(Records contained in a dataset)

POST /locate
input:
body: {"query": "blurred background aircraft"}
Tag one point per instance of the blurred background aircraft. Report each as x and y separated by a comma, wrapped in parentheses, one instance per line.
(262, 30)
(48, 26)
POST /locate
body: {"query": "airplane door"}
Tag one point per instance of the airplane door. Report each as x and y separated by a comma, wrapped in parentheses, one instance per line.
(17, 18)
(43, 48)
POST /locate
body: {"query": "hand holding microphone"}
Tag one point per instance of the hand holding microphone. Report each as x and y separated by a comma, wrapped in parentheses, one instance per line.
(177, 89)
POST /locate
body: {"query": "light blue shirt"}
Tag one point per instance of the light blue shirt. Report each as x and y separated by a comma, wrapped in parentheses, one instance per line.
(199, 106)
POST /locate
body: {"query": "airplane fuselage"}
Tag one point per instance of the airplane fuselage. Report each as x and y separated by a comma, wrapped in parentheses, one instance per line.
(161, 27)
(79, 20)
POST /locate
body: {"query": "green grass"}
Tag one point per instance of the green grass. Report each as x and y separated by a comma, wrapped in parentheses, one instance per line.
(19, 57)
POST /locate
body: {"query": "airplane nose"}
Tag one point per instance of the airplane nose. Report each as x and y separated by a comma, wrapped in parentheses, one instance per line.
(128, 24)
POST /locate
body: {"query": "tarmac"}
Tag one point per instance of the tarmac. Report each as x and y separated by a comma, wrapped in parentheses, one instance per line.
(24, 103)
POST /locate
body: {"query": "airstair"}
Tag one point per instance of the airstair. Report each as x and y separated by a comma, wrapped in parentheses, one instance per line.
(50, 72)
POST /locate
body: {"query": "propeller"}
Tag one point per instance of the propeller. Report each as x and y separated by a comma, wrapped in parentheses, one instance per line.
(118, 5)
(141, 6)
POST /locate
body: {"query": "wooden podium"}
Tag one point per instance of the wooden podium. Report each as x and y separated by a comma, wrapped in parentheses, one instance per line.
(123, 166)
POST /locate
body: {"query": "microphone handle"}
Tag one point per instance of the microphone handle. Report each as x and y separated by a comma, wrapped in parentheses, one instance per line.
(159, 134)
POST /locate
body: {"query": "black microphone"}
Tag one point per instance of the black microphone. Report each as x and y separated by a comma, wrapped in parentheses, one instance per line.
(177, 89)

» Exercise prompt
When you reach the end of the data, retype all of it exactly.

» Written solution
POST /locate
input:
body: {"query": "blurred background aircraft"}
Tag one point per instance of the blurred background aircraft. Report each as x and y separated by a comma, wrapped in parentheses, one instance per line.
(262, 30)
(48, 26)
POST /locate
body: {"query": "airplane door"}
Tag one point per instance of the airplane door. Report each as x and y separated by a comma, wrapped in parentheses, one instance per line.
(17, 18)
(43, 48)
POST /locate
body: {"query": "hand holding microphone"}
Tag one point per instance of the hand holding microphone. Report each as x and y separated by a comma, wrapped in parentheses, one instance per line.
(177, 89)
POST /locate
body: {"query": "light blue shirt"}
Tag one point per instance of the light blue shirt. Report each as x and y separated by a comma, wrapped in parentheses, one instance per line.
(199, 106)
POST /locate
body: {"query": "airplane fuselage"}
Tag one point per instance of the airplane fuselage. Report each as x and y separated by a comma, wrapped in parentheses, one instance per line.
(161, 27)
(79, 20)
POST /locate
body: {"query": "green grass"}
Tag one point per instance of the green grass. Report each as x and y separated by a comma, wrapped in parentheses, one instance per line.
(19, 57)
POST /locate
body: {"query": "airplane nose"}
Tag one point per instance of the airplane nose. Report each as x and y separated by a comma, wrapped in parentheses, one instance per line.
(128, 24)
POST /locate
body: {"query": "tarmac"}
Tag one point per instance of the tarmac. Report each as x and y separated by a comma, wrapped in parentheses, one instance per line.
(24, 103)
POST /locate
body: {"query": "airstair"}
Tag one point per instance of the airstair. Report each as x and y separated by a comma, wrapped in parentheses, one instance per line.
(50, 72)
POST /locate
body: {"query": "propeller"}
Tag one point per instance of the propeller. Report each as x and y separated by a comma, wrapped in parentheses, one instance per line.
(118, 5)
(141, 6)
POST /locate
body: {"query": "wooden podium"}
Tag one point per instance of the wooden podium. Report each as x and y separated by a comma, wrapped in parentheses, one instance per line.
(123, 166)
POST /locate
body: {"query": "microphone handle"}
Tag one point per instance of the microphone handle. Report each as x and y separated by a comma, wrapped in parentheses, one instance per line.
(159, 134)
POST /locate
body: {"query": "black microphone"}
Tag one point per instance of the black microphone. Report each as x and y separated by a comma, wrapped in parentheses, one instance per line.
(177, 89)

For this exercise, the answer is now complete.